*EXERCICES À TRAITER:*
[1] Résumez l'article sur l'auto-média de Tolbiac en deux phrases.
[2] Reproduisez à l'identique le passage de l'article qui commence aux mots « Par Nina Guérineau » et s'arrête après « un Journal Télévisé. ».

12/04/2018

« Prends mon chien, il est super sage »

L’auto-média de Tolbiac prépare son JT

Par Nina Guérineau de Lamérie

Dans la fac de Paris 1 occupée, rebaptisée Commune libre de Tolbiac, la commission média s'active : tri des journalistes, conf de presse masquée et bientôt un Journal Télévisé.

Fac de Tolbiac, Paris 13e – Dans un couloir reconverti en coin cuisine, où une tambouille courgettes-oignons mijote, les étudiants de la commission médias s’agitent. « Écris pas ça, ce n’est pas français. » Ce mercredi 11 avril au matin, une annonce du président de l’Université Paris 1 laissait penser à une évacuation imminente des bloqueurs de la fac. À 12h45 précises, ils sont quatre regroupés autour d’un petit ordinateur pour rédiger un communiqué de presse. « Ils ne nous vireront pas, la préfecture vient de démentir. Et il y a trop de journalistes devant les grilles ! », croit savoir Tomek, 19 ans, lunettes rondes sur le nez.

Tomek et Martin font valider le com' de presse par l'AG. / Crédits : Nina Guérineau de Lamérie

Au centre de cette équipe, Martin, 22 ans. L’étudiant de socio, assis devant des murs noirs de tags, d’affiches et de graffs, vient de refuser l’accès à la fac à une équipe de télé. « C’est fini les caméras, on a eu trop de problèmes », indique-t-il, catégorique. C’est le cinquième coup de téléphone de journaliste en une heure. Depuis lundi 2 avril, les médias ne sont autorisés à venir que de 15h à 17h. Cheveux clairs attachés en chignon et barbe naissante, ce « Mr Com » est l’initiateur et le moteur de l’auto-média de la Commune libre de Tolbiac – nom autoproclamé du mouvement.

Gros troll

Le 5 avril, l’auto-média fait le buzz. Leur première auto-conférence de presse publiée sur Facebook engrange plus de 500.000 vues. La vidéo, réalisée et écrite par une vingtaine d’occupants, dure moins de 2 minutes. Trois étudiants aux visages dissimulés, assis derrière une grande table posée en extérieure, lisent face caméra un communiqué. Un chien occupe la quatrième chaise et un micro fixé avec du gros scotch sur un manche à balai parasite la scène. Enfin, deux banderoles taguées de slogans jaunes et rouges complètent le tableau.

Une « étrange conférence de presse » titrent de nombreux médias à sa sortie. « Ca ressemble un peu aux vieilles conférences de presse du Front de libération nationale corse [mouvement nationaliste radical terroriste corse] », commente durement un présentateur BFM-TV. « Il y a un chien là non ? », raille-t-il. « Oui », rit sa collègue, un brin méprisante. « Et ils sont masqués parce qu’ils expliquent qu’ils n’ont pas de porte-parole. » Toute cette mise en scène « relève du gros troll », rigole Martin :

« Le chien est dans la vidéo parce qu’il fallait 4 chaises pour couvrir la taille de la banderole. Au moment de tourner il me manquait un volontaire. Une amie m’a dit : “prends mon chien, il est super sage”. On a tous validé ! »

*DONNÉES FOURNIES:*
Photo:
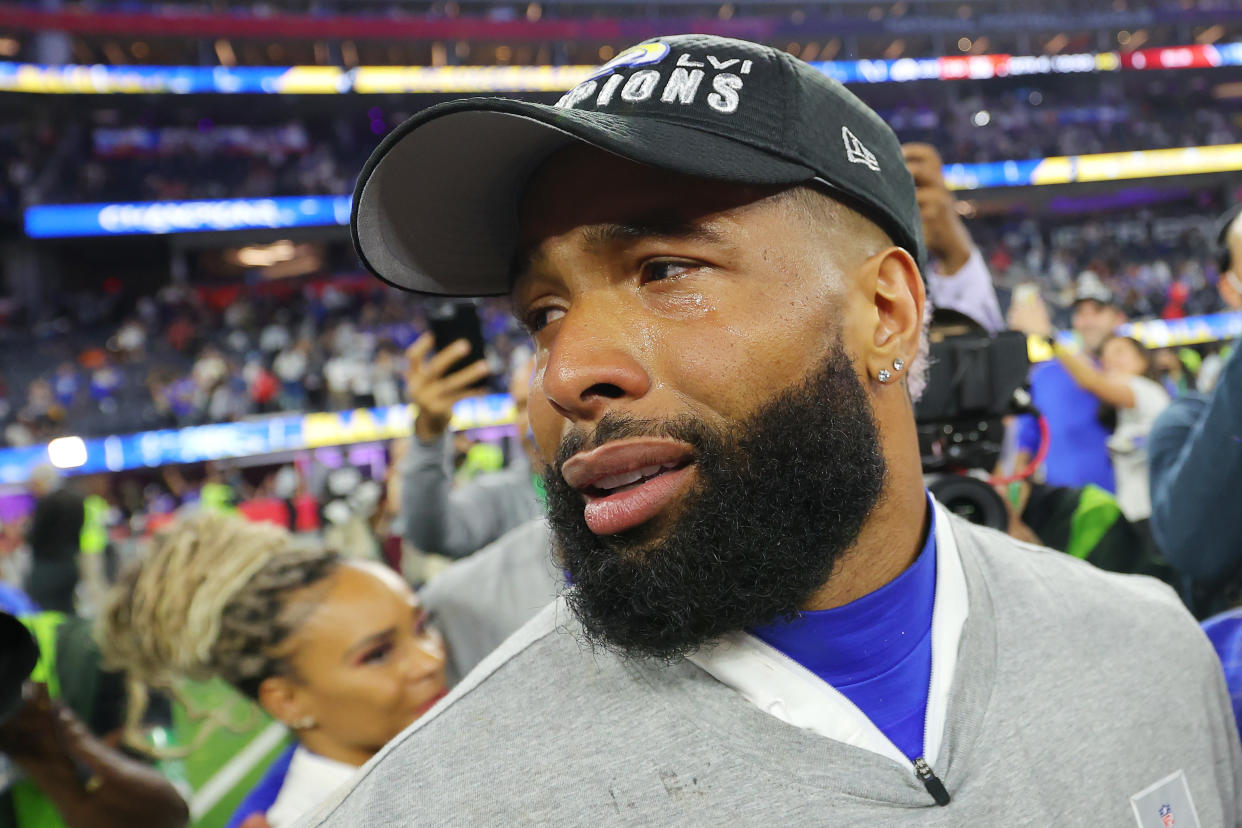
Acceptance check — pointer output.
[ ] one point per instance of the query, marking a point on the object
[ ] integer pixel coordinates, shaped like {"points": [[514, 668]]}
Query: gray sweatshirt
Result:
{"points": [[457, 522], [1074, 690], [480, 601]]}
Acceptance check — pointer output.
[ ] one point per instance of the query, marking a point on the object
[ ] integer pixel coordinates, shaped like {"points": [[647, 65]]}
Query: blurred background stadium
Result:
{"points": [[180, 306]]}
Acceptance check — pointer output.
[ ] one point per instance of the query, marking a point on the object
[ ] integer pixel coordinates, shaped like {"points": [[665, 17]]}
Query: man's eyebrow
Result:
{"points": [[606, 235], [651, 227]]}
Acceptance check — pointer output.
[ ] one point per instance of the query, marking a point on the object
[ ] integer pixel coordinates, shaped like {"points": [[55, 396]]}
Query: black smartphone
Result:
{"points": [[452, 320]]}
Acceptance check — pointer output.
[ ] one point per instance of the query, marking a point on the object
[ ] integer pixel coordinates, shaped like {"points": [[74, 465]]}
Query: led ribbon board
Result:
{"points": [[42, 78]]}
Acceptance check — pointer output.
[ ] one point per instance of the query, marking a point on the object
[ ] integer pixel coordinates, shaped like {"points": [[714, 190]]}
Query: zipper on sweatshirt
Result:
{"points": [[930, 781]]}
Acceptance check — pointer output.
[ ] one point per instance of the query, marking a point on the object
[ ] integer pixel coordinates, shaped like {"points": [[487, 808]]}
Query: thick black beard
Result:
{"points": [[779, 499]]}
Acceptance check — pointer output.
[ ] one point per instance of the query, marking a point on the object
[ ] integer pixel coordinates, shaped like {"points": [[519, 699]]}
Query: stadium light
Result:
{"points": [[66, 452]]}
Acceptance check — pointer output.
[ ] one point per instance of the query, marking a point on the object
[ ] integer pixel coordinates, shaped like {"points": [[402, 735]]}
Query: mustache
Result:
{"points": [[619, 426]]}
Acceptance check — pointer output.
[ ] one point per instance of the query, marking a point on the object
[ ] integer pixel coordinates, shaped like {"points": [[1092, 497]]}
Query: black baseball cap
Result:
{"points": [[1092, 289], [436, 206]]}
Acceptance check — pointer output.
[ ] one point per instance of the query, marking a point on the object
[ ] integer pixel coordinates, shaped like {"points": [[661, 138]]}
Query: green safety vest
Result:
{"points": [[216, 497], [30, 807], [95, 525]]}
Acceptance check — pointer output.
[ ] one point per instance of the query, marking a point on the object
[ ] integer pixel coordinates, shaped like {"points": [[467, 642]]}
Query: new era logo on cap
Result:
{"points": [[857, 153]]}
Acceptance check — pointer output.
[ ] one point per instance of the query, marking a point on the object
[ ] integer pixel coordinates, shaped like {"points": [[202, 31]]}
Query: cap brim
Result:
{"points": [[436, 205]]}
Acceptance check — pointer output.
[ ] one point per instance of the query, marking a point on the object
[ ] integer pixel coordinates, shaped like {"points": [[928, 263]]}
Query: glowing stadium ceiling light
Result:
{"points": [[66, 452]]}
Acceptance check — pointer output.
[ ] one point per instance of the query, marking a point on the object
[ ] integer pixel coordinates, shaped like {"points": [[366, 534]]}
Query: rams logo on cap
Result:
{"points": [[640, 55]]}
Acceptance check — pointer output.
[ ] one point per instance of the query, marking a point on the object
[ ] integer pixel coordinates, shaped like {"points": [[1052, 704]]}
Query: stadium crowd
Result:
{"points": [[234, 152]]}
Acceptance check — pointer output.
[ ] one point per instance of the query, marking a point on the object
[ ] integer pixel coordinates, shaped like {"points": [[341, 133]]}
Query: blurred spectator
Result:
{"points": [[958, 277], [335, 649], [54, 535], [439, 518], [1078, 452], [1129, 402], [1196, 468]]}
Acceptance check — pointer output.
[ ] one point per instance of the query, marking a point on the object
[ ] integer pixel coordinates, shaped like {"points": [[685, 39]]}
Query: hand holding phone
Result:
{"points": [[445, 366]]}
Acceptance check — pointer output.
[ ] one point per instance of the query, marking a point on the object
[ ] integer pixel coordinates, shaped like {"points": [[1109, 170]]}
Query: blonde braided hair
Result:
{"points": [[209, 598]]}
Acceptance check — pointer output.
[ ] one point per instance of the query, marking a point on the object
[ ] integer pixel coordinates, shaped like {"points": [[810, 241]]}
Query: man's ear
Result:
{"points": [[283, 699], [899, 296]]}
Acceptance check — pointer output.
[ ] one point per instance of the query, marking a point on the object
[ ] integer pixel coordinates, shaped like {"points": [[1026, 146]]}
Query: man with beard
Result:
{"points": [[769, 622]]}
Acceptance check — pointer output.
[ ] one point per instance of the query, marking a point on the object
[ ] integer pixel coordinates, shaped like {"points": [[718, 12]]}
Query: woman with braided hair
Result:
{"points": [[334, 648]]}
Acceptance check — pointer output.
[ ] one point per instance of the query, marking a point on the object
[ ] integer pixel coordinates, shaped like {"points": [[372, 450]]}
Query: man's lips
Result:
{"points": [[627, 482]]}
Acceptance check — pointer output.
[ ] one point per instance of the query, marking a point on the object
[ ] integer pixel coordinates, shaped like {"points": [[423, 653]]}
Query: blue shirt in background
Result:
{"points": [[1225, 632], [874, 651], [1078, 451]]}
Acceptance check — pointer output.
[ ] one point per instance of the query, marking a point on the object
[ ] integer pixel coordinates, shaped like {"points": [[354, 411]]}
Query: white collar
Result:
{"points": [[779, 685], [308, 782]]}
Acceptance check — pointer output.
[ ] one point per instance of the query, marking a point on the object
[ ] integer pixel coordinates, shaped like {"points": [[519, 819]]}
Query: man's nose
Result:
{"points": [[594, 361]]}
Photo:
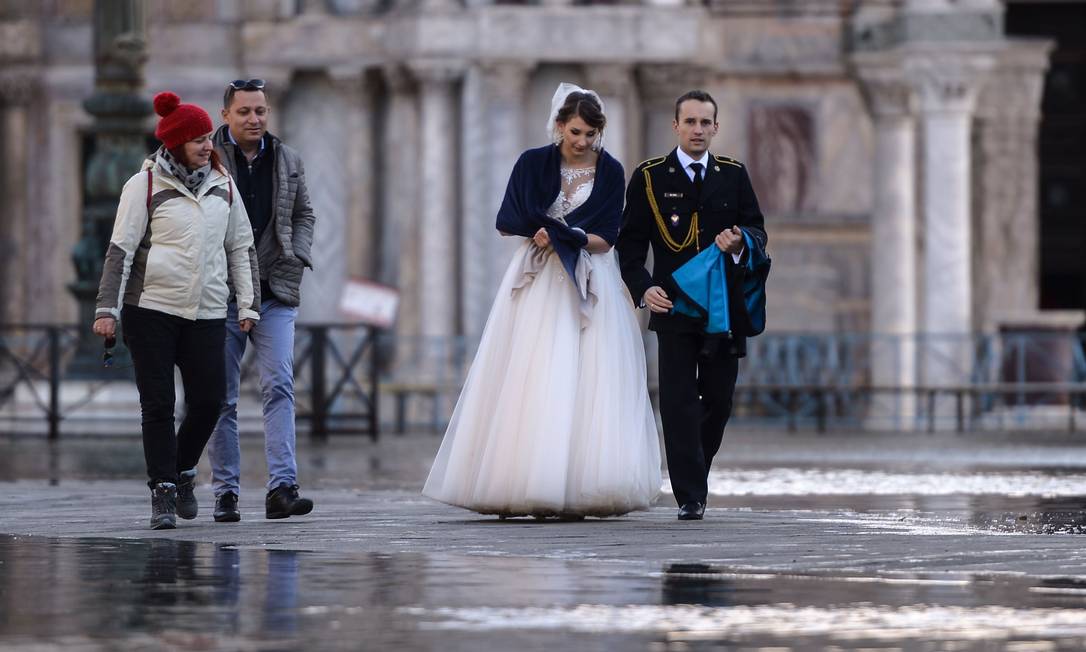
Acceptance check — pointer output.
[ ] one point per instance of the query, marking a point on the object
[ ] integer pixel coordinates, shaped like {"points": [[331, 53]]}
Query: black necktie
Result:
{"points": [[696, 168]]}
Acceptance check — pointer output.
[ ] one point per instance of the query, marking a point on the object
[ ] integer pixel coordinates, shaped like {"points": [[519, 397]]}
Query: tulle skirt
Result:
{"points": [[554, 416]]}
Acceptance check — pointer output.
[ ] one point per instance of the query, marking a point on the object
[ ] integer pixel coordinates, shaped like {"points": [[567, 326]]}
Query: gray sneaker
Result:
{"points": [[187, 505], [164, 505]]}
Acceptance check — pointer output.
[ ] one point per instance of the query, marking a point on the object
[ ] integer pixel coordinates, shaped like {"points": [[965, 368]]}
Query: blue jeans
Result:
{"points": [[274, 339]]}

*CORRIGÉ DÉTAILLÉ:*
[1] Dans la fac de Tolbiac occupée, la commission médias, animée par Martin, 22 ans, trie les journalistes, admis seulement de 15h à 17h depuis le 2 avril, et rédige des communiqués de presse. Le 5 avril, sa première auto-conférence de presse publiée sur Facebook, avec trois étudiants masqués et un chien, a dépassé les 500 000 vues, et Martin affirme que cette mise en scène « relève du gros troll ».

[2]
Par Nina Guérineau de Lamérie

Dans la fac de Paris 1 occupée, rebaptisée Commune libre de Tolbiac, la commission média s'active : tri des journalistes, conf de presse masquée et bientôt un Journal Télévisé.